─── TEXT BLOCK

# Hillbilly dates...



## psargeant (Aug 1, 2004)

Been out of touch for awhile. Need to start planning my summer, could probably search for this info, but too lazy.

Who knows the dates for this year's Hillbilly?


----------



## willieM (Nov 18, 2007)

The Hillbilly shoot is Sat. June 25th. and Sun. June 26th. The range and camping area will be open for any early arrivals.
Look forward to seeing the N.C. group again this year.


----------



## psargeant (Aug 1, 2004)

willieM said:


> The Hillbilly shoot is Sat. June 25th. and Sun. June 26th. The range and camping area will be open for any early arrivals.
> Look forward to seeing the N.C. group again this year.


Thanks...getting it on the calendar now...I'll be trying to be there...


----------



## deadlyjest (Mar 30, 2009)

Me and Sis plan on being there !!!


----------



## pragmatic_lee (Jan 19, 2008)

deadlyjest said:


> Me and Sis plan on being there !!!


Missed you guys at LAS this year. Looking forward to seeing the both of you (and everyone else) on the Hill


----------



## LoneEagle0607 (Jan 15, 2008)

Hey Prag. I'm just worried that after all the treadmill work you're doing that you'll be running circles around us!!! I'm not worried about your shooting ability. Just that an ol' man like you might show me up getting from one target to the next:wink:

I'm submitting the dates so hopefully I can come too.


----------



## pragmatic_lee (Jan 19, 2008)

LoneEagle0607 said:


> Hey Prag. I'm just worried that after all the treadmill work you're doing that you'll be running circles around us!!! I'm not worried about your shooting ability. Just that an ol' man like you might show me up getting from one target to the next:wink:
> 
> I'm submitting the dates so hopefully I can come too.


Well guess what - Mac has joined me in "exercising". :mg: In fact we're meeting at a park in Smithfield at 4 this afternoon to do "another" 5K. This will be the 4th time in 2 weeks we've done a 5K (3.1 miles) together. We're not breaking any speed records by any means, but just doing this is good for folks "our age". :shade:

Who knows, at the States this year we might just have a race around the entire MooTel. :teeth:


----------



## mag41vance (Mar 13, 2008)

pragmatic_lee said:


> Well guess what - Mac has joined me in "exercising". :mg: In fact we're meeting at a park in Smithfield at 4 this afternoon to do "another" 5K. This will be the 4th time in 2 weeks we've done a 5K (3.1 miles) together. We're not breaking any speed records by any means, but just doing this is good for folks "our age". :shade:
> 
> Who knows, at the States this year we might just have a race around the entire MooTel. :teeth:


AWESOME you are Prag. We can all learn a great deal from your example. I might make that Hilly-Billy shoot this year just to meet the Pragster. You have been the object of many prayers.


----------



## pragmatic_lee (Jan 19, 2008)

mag41vance said:


> AWESOME you are Prag. We can all learn a great deal from your example. I might make that Hilly-Billy shoot this year just to meet the Pragster. You have been the object of many prayers.


You don't have to wait to the Hill to meet up. Come on down to NC anytime and join us here.

──────
─── LISTED RECORDS

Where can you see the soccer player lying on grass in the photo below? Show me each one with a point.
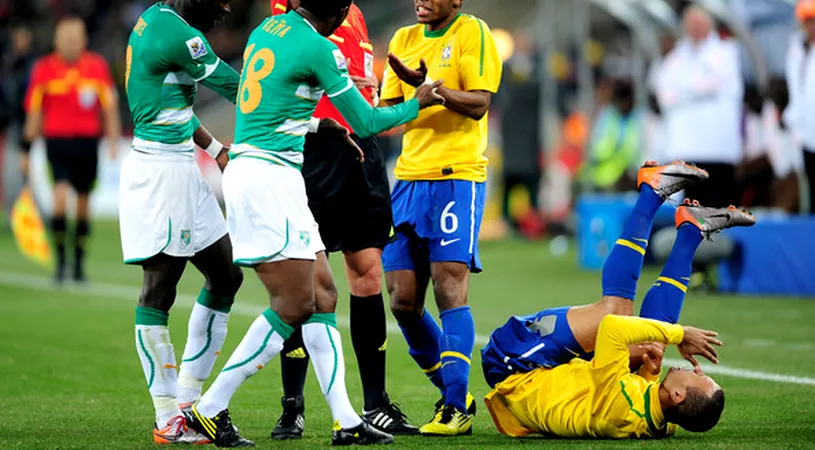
(539, 387)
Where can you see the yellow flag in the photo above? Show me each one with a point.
(29, 231)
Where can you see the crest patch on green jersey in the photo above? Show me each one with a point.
(196, 47)
(186, 236)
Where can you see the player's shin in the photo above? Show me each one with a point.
(665, 298)
(423, 337)
(206, 332)
(262, 342)
(323, 343)
(369, 334)
(624, 264)
(456, 351)
(158, 361)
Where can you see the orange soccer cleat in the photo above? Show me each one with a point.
(669, 179)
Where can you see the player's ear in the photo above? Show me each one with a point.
(678, 395)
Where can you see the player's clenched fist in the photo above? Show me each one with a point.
(427, 96)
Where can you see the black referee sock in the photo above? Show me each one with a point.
(59, 227)
(83, 230)
(294, 364)
(369, 334)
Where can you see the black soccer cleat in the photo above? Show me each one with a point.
(218, 429)
(363, 434)
(390, 419)
(293, 420)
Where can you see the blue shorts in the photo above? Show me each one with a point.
(526, 343)
(439, 220)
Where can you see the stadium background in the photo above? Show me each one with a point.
(67, 358)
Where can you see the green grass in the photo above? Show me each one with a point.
(70, 376)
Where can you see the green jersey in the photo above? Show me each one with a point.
(287, 67)
(166, 59)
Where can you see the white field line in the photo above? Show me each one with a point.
(131, 294)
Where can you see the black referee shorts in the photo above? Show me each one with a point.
(74, 160)
(350, 200)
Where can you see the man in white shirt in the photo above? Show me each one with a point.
(799, 116)
(700, 89)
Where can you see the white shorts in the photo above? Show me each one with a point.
(166, 206)
(267, 213)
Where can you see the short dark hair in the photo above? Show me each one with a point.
(699, 412)
(325, 9)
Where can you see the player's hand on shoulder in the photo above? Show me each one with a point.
(428, 96)
(223, 158)
(332, 126)
(698, 342)
(413, 77)
(652, 358)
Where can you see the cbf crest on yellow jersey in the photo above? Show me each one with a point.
(441, 144)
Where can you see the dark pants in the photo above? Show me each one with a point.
(809, 167)
(717, 191)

──────

#### [TASK REQUIREMENTS]
1 > Copy word for word everything in the Hillbilly shoot thread from "Been out of" down to "(Nov 18, 2007)".
2 > For each statement, say whether the Hillbilly shoot thread agrees, answering yes or no and quoting the words that decide it. (a) The shoot is on Saturday, June 25th, and Sunday, June 26th. (b) The 5K in Smithfield is the first one Mac and pragmatic_lee have done together. (c) The range and camping area will be closed to early arrivals.
Work only from the Hillbilly shoot thread.

#### [ANSWERS IN ORDER]
1 >
Been out of touch for awhile. Need to start planning my summer, could probably search for this info, but too lazy.

Who knows the dates for this year's Hillbilly?


----------



## willieM (Nov 18, 2007)

2 >
(a) Yes: "The Hillbilly shoot is Sat. June 25th. and Sun. June 26th."
(b) No: "This will be the 4th time in 2 weeks we've done a 5K (3.1 miles) together."
(c) No: "The range and camping area will be open for any early arrivals."